**Aim:**
Can you copy out all of the rows below word for word, leaving out the pictures?

++++ Material for the task

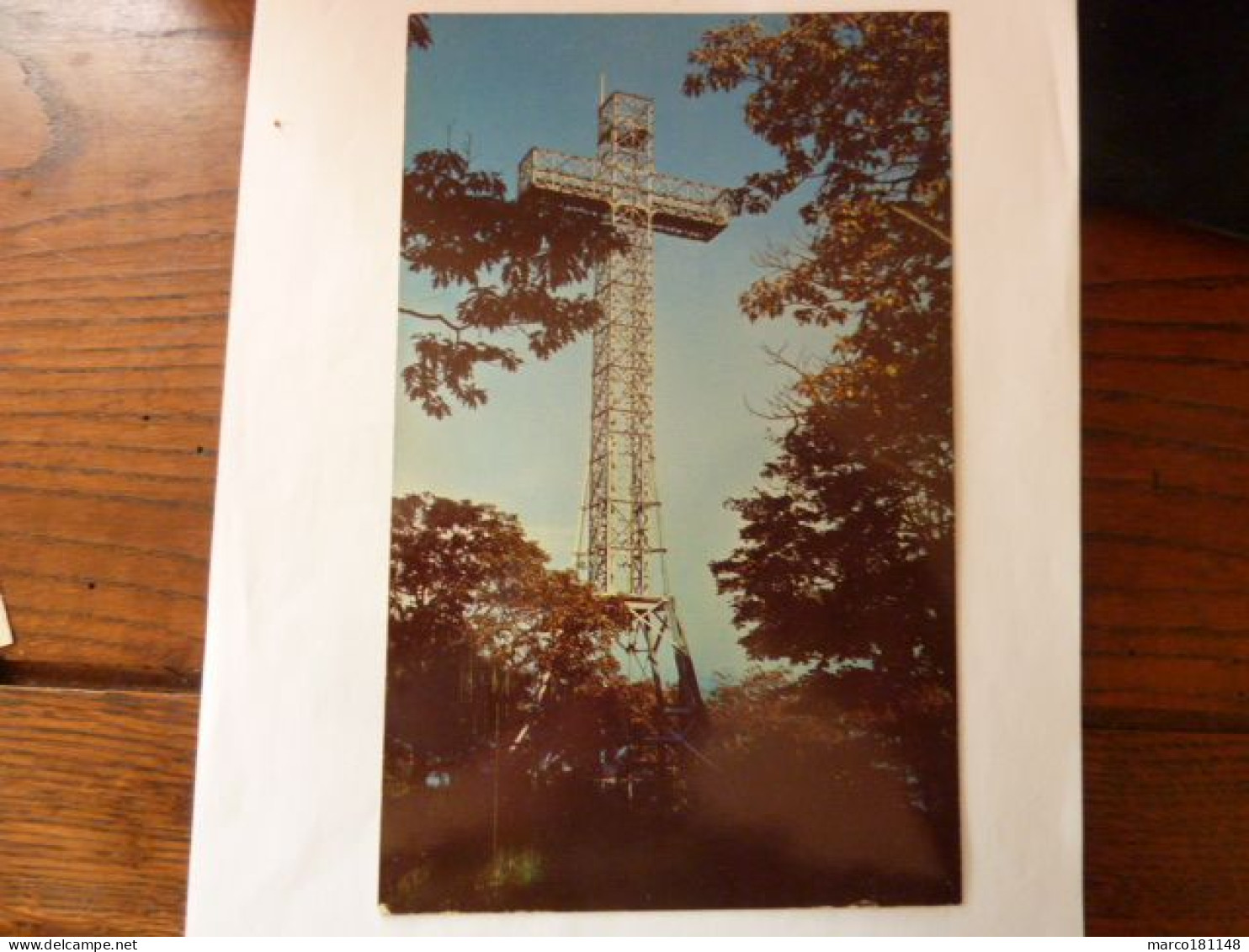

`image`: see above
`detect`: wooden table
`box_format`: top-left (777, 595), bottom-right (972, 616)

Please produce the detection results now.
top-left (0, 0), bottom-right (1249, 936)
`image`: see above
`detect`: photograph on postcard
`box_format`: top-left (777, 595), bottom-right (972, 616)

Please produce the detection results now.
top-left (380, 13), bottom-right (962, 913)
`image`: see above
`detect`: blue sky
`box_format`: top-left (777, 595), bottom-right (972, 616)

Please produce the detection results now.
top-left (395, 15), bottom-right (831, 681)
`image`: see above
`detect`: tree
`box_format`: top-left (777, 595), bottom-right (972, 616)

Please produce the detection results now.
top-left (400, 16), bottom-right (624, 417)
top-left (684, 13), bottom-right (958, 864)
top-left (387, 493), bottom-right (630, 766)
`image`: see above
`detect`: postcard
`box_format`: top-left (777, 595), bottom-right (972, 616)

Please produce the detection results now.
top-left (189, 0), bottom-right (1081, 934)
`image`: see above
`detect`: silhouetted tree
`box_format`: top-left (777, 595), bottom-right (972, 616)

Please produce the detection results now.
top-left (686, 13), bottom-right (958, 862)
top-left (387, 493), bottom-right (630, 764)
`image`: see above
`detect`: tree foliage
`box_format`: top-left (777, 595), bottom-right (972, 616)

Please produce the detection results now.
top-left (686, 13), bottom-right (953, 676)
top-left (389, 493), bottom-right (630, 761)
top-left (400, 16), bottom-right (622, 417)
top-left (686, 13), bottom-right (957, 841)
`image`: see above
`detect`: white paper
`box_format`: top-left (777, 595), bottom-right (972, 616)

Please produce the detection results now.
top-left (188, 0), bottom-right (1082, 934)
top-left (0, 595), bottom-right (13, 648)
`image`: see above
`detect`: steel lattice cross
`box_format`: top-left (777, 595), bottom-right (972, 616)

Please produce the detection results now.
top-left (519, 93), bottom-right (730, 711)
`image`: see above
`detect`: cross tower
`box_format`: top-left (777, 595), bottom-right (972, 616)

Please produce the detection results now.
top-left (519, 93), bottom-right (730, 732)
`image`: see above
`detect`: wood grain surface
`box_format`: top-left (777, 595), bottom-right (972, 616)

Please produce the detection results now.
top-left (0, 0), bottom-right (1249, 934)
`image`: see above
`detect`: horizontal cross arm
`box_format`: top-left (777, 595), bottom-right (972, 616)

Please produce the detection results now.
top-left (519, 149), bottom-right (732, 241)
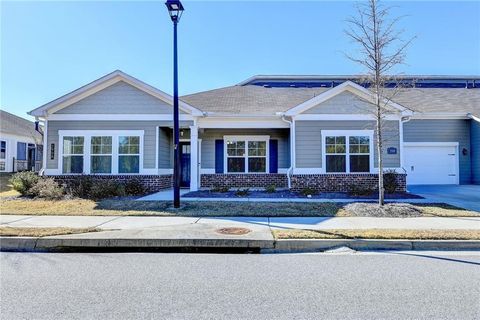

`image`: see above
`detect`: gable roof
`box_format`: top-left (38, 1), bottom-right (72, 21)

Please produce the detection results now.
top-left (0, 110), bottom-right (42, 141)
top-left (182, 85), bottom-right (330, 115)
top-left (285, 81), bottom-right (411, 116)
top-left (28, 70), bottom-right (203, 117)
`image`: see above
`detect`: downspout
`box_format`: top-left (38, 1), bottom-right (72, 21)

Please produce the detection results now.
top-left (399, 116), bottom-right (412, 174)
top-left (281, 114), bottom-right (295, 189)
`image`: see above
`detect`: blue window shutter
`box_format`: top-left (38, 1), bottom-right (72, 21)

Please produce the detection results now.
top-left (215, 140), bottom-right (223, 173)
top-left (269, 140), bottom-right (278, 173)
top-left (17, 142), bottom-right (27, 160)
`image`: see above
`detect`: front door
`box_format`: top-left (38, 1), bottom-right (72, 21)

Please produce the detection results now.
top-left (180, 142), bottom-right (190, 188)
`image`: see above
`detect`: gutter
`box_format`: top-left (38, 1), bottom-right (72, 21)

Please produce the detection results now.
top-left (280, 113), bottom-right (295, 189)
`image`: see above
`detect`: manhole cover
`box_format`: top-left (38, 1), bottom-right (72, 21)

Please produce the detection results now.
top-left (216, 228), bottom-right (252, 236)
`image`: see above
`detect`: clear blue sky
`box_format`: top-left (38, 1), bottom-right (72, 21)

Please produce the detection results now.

++++++++

**Exercise solution:**
`image`: see above
`detect`: wooden table
`box_format`: top-left (777, 595), bottom-right (972, 616)

Please produce the detection results now.
top-left (0, 0), bottom-right (1249, 936)
`image`: see above
`detect`: photograph on postcard
`box_format`: top-left (777, 595), bottom-right (972, 616)

Please produce the detection results now.
top-left (380, 13), bottom-right (962, 913)
`image`: see above
`detect`: blue sky
`box_format`: top-left (777, 595), bottom-right (972, 616)

Please produce the detection results now.
top-left (395, 15), bottom-right (831, 681)
`image`: see above
`detect`: tree
`box_format`: top-left (777, 595), bottom-right (972, 616)

Please produce the detection results now.
top-left (400, 16), bottom-right (624, 417)
top-left (684, 13), bottom-right (958, 864)
top-left (387, 493), bottom-right (630, 766)
`image`: see above
`detect`: postcard
`box_format`: top-left (777, 595), bottom-right (972, 616)

Please produce the detection results now.
top-left (189, 0), bottom-right (1081, 934)
`image`: see above
`detect`: silhouetted tree
`box_format`: top-left (777, 595), bottom-right (972, 616)

Please produce the detection results now.
top-left (686, 13), bottom-right (958, 862)
top-left (387, 493), bottom-right (630, 764)
`image`: see above
`detect`: tree foliage
`box_format`: top-left (777, 595), bottom-right (972, 616)

Please produce the detection results now.
top-left (686, 13), bottom-right (953, 676)
top-left (389, 493), bottom-right (630, 761)
top-left (400, 16), bottom-right (622, 417)
top-left (686, 13), bottom-right (957, 841)
`image`: see above
`detect`: white paper
`box_format`: top-left (777, 595), bottom-right (972, 616)

Please produce the detection results now.
top-left (188, 0), bottom-right (1082, 934)
top-left (0, 595), bottom-right (13, 648)
`image`: see above
`detect`: steel lattice cross
`box_format`: top-left (777, 595), bottom-right (972, 616)

Please produce the detection results now.
top-left (519, 93), bottom-right (730, 711)
`image`: see above
`detect`: cross tower
`box_format`: top-left (777, 595), bottom-right (972, 616)

Please produce the detection results now.
top-left (519, 93), bottom-right (730, 732)
`image`: see above
`detect`: wood grain surface
`box_format`: top-left (777, 595), bottom-right (972, 616)

Please produce the detection results now.
top-left (0, 0), bottom-right (1249, 934)
`image`: see above
`detect`: horizontal cross arm
`box_format`: top-left (777, 595), bottom-right (972, 616)

Please produce the detection results now.
top-left (519, 149), bottom-right (732, 241)

`image`: see above
`detect`: gable roof
`box_format`: top-left (38, 1), bottom-right (72, 21)

Please produce the detection results now.
top-left (0, 110), bottom-right (42, 141)
top-left (182, 85), bottom-right (330, 115)
top-left (285, 81), bottom-right (411, 116)
top-left (28, 70), bottom-right (203, 117)
`image`: see above
`detect`: downspout
`box_format`: top-left (38, 1), bottom-right (72, 21)

Please produce the detection results now.
top-left (399, 116), bottom-right (412, 174)
top-left (281, 114), bottom-right (295, 189)
`image`: see above
`detect`: blue window shutter
`box_format`: top-left (38, 1), bottom-right (72, 21)

Please produce the detection results now.
top-left (215, 140), bottom-right (223, 173)
top-left (269, 140), bottom-right (278, 173)
top-left (17, 142), bottom-right (27, 160)
`image`: see above
`detect`: front door
`box_format`: top-left (38, 1), bottom-right (72, 21)

Please produce the detection results now.
top-left (180, 142), bottom-right (190, 188)
`image`: see above
`detect`: gutter
`box_format`: top-left (38, 1), bottom-right (72, 21)

Please produce the detection results now.
top-left (280, 113), bottom-right (295, 189)
`image`: see above
`detect`: manhole cover
`box_format`: top-left (38, 1), bottom-right (72, 21)

Please produce the detection results now.
top-left (216, 228), bottom-right (252, 236)
`image`: see above
`detect`: clear blue sky
`box_format`: top-left (38, 1), bottom-right (72, 21)

Please produce the detection results now.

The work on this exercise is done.